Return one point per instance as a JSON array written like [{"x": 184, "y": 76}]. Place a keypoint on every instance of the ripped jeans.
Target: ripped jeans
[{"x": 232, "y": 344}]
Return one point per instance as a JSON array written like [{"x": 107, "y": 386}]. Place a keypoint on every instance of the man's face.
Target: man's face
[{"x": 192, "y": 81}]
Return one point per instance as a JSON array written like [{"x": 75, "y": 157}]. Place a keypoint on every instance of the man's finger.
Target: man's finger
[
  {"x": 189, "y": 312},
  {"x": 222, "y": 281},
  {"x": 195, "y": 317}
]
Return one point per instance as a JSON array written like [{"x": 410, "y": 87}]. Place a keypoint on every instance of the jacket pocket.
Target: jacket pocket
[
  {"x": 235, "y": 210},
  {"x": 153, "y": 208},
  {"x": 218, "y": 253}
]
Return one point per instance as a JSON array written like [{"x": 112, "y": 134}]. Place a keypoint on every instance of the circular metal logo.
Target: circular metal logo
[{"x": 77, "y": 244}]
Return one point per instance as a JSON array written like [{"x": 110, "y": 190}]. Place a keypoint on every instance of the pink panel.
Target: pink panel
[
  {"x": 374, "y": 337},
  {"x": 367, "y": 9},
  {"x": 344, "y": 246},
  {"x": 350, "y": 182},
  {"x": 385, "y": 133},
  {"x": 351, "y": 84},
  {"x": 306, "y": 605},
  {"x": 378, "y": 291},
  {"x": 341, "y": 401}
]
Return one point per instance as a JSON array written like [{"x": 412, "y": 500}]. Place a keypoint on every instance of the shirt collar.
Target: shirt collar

====

• [Stated goal]
Restate the listing in full, word for word.

• [The result]
Return one point per instance as a JSON array written like [{"x": 184, "y": 76}]. Place a keypoint on every instance of the ripped jeans.
Target: ripped jeans
[{"x": 232, "y": 344}]
Return one point per instance as a JSON array written like [{"x": 107, "y": 386}]. Place a keypoint on every instance of the man's face.
Target: man's face
[{"x": 192, "y": 81}]
Return one point per instance as a JSON array written like [{"x": 75, "y": 157}]. Place a keypoint on every instance of the man's finger.
Target: man's finger
[
  {"x": 189, "y": 312},
  {"x": 222, "y": 281},
  {"x": 195, "y": 317}
]
Return one point per instance as a JSON array written like [{"x": 410, "y": 87}]. Place a keypoint on every instance of the jacket pocket.
Target: jacket pocket
[
  {"x": 235, "y": 210},
  {"x": 153, "y": 208},
  {"x": 218, "y": 253}
]
Return one point per instance as a JSON array written like [{"x": 112, "y": 134}]. Place a keypoint on every instance of the circular metal logo.
Target: circular metal logo
[{"x": 77, "y": 244}]
Return one point per instance as a JSON array written like [{"x": 110, "y": 190}]. Place a keypoint on every instance of the pink panel.
Target: pink panel
[
  {"x": 374, "y": 337},
  {"x": 367, "y": 9},
  {"x": 344, "y": 246},
  {"x": 350, "y": 182},
  {"x": 385, "y": 133},
  {"x": 351, "y": 84},
  {"x": 306, "y": 605},
  {"x": 378, "y": 291},
  {"x": 341, "y": 401}
]
Return one point per instance as a JSON array written like [{"x": 412, "y": 500}]. Place a keypoint on every instance of the shirt collar.
Target: shirt collar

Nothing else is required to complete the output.